======== DATA SHOWN ========

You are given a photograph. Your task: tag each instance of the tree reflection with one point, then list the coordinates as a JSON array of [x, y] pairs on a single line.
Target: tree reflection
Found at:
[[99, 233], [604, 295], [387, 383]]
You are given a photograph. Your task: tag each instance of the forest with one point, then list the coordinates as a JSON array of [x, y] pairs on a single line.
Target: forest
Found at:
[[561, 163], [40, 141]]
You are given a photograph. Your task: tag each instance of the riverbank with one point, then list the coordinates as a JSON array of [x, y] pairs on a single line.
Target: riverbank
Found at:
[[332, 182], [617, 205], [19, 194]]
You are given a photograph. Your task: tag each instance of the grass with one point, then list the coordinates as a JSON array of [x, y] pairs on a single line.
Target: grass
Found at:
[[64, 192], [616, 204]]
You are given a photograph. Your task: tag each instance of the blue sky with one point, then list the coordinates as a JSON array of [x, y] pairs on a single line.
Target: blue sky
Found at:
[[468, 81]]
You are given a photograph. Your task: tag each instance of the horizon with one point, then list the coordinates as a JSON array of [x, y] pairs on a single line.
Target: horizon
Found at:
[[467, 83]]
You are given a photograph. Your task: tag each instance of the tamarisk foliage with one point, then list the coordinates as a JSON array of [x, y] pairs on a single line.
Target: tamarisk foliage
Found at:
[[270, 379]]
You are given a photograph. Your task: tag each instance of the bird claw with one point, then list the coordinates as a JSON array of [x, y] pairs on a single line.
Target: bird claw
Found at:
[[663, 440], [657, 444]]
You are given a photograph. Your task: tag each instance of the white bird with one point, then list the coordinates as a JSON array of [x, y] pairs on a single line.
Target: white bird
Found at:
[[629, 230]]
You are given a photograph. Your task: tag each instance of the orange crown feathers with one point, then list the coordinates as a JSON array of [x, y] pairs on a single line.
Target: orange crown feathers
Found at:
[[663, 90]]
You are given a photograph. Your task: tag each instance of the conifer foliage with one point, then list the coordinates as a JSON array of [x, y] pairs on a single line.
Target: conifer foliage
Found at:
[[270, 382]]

========

=== WORK INSTRUCTIONS ===
Go through the records and print each one exactly.

=== OUTPUT OF THE TASK ===
You are given a photograph. Your task: tag each instance of the tree reflection with one point, then list the coordinates as a JSON array of [x, y] pairs on a single line.
Target: tree reflection
Found at:
[[99, 233], [604, 295], [387, 383]]
You are given a photograph. Your task: tag each instance of the forest with one point, then list the coordinates as a JSON array of [x, y] pairs on a single line.
Target: forest
Found at:
[[561, 163], [40, 141]]
You are given a photograph. Your task: tag each instance of the riverbank with one point, then list the coordinates as a JSON array of [x, y] pairs on a single line.
Target: riverbank
Found at:
[[332, 182], [617, 205], [19, 194]]
You are given a photograph. Your task: tag each instance of the grass with one point, then list the coordinates as a JSON array of [x, y] pairs on a single line.
Target: grass
Found at:
[[64, 192], [616, 204]]
You are given a photograph. Your task: tag each instance of the blue sky with one point, then list the coordinates as a JSON array of [x, y] pairs on a single line.
Target: blue sky
Found at:
[[468, 81]]
You are given a photograph. Your task: tag each instance of the horizon with one point, then list the coordinates as a JSON array of [x, y] pairs on a single line.
Target: horizon
Found at:
[[467, 83]]
You are given a photograph. Your task: tag each instance of the tamarisk foliage with one point, then list the coordinates as a JSON array of [x, y] pairs on a single line.
Target: tamarisk foliage
Found at:
[[270, 379]]
You are given a photograph. Your task: tag each instance of the bird claw with one point, then list the coordinates as a JSON array of [x, y] pairs on a single line.
Target: bird claw
Found at:
[[663, 440], [657, 444]]
You are given a photograph. Your task: tag each instance of the white bird with one point, then list the coordinates as a JSON array of [x, y] pairs on a single line.
Target: white bird
Found at:
[[629, 230]]
You are given a photograph. Your task: tag each instance of the orange crown feathers with one point, then list the coordinates as a JSON array of [x, y] pairs on a single line.
Target: orange crown feathers
Found at:
[[663, 90]]
You are given a photograph. Your task: tag each instance of the conifer foliage with one point, then list the coordinates as a JSON array of [x, y] pairs on a single line.
Target: conifer foliage
Found at:
[[270, 382]]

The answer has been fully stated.